*** Available data ***

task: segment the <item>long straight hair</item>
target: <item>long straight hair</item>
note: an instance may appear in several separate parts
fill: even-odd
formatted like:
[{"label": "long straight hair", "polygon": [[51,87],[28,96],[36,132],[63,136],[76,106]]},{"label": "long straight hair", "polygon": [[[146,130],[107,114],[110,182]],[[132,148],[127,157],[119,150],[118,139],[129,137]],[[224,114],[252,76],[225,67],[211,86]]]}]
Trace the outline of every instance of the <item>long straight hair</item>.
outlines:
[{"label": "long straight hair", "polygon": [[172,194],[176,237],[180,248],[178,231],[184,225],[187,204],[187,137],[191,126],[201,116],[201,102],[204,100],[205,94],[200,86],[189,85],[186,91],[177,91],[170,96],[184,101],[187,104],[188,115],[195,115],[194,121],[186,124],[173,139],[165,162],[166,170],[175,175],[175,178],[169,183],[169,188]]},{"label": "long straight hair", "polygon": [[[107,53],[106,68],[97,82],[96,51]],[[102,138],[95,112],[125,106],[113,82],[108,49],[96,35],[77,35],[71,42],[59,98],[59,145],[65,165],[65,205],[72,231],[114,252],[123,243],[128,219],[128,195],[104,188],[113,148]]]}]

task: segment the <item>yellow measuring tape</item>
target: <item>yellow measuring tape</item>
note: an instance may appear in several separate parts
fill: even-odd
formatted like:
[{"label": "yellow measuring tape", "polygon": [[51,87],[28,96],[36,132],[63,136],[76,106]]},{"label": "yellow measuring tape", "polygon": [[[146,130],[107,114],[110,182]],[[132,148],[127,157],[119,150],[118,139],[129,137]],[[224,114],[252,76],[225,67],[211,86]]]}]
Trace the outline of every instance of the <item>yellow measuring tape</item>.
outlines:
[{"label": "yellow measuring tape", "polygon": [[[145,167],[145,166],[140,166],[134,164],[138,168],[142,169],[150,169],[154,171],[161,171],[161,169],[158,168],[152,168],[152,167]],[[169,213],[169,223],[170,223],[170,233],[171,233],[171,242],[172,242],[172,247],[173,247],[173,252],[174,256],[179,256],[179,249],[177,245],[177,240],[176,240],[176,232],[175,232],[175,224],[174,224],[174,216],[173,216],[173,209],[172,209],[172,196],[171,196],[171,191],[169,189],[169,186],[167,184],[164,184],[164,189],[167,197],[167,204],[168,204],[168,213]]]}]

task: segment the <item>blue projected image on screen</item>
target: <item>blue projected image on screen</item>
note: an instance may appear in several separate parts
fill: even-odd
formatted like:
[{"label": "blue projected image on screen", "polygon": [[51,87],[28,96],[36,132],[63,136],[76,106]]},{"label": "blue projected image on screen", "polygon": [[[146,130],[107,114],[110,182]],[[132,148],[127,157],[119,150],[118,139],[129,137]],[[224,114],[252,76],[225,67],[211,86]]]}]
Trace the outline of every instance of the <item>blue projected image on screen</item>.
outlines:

***

### Task description:
Word for word, copy every entry.

### Answer to the problem:
task: segment the <item>long straight hair</item>
target: <item>long straight hair</item>
note: an instance may appear in several separate parts
fill: even-odd
formatted like:
[{"label": "long straight hair", "polygon": [[51,87],[28,96],[36,132],[63,136],[76,106]]},{"label": "long straight hair", "polygon": [[[146,130],[107,114],[110,182]],[[132,148],[127,157],[119,150],[118,139],[129,137]],[[224,114],[252,76],[225,67],[211,86]]]}]
Trace the outline of every instance of the <item>long straight hair</item>.
outlines:
[{"label": "long straight hair", "polygon": [[172,194],[176,237],[180,248],[178,231],[184,225],[187,204],[187,137],[191,126],[201,116],[201,102],[204,100],[205,94],[200,86],[189,85],[186,91],[177,91],[170,96],[184,101],[187,104],[188,115],[195,115],[194,121],[186,124],[173,139],[165,162],[166,170],[175,175],[175,178],[169,183],[169,188]]},{"label": "long straight hair", "polygon": [[[107,53],[106,68],[97,82],[96,51]],[[102,138],[95,112],[125,106],[113,82],[108,49],[96,35],[77,35],[71,42],[59,98],[59,145],[65,165],[65,205],[72,231],[114,252],[123,243],[128,219],[128,195],[104,188],[113,148]]]}]

task: segment the <item>yellow measuring tape</item>
target: <item>yellow measuring tape</item>
note: an instance may appear in several separate parts
fill: even-odd
formatted like:
[{"label": "yellow measuring tape", "polygon": [[51,87],[28,96],[36,132],[63,136],[76,106]]},{"label": "yellow measuring tape", "polygon": [[[146,130],[107,114],[110,182]],[[132,148],[127,157],[119,150],[118,139],[129,137]],[[224,114],[252,76],[225,67],[211,86]]]}]
Trace the outline of every instance of the <item>yellow measuring tape</item>.
outlines:
[{"label": "yellow measuring tape", "polygon": [[[145,167],[145,166],[140,166],[134,164],[138,168],[142,169],[150,169],[154,171],[161,171],[161,169],[158,168],[152,168],[152,167]],[[169,213],[169,223],[170,223],[170,233],[171,233],[171,242],[172,242],[172,247],[173,247],[173,252],[174,256],[179,256],[179,249],[177,245],[177,240],[176,240],[176,232],[175,232],[175,224],[174,224],[174,216],[173,216],[173,209],[172,209],[172,196],[171,196],[171,191],[169,189],[169,186],[167,184],[164,184],[164,189],[167,197],[167,204],[168,204],[168,213]]]}]

task: segment the <item>blue projected image on screen</item>
target: <item>blue projected image on screen</item>
note: an instance may appear in several separate parts
fill: even-odd
formatted like:
[{"label": "blue projected image on screen", "polygon": [[51,87],[28,96],[36,132],[63,136],[76,106]]},{"label": "blue projected image on screen", "polygon": [[[146,130],[107,114],[110,182]],[[132,148],[127,157],[119,150],[118,139],[129,137]],[[224,114],[252,76],[225,67],[211,86]]]}]
Trace the outline of every instance of the <item>blue projected image on screen</item>.
outlines:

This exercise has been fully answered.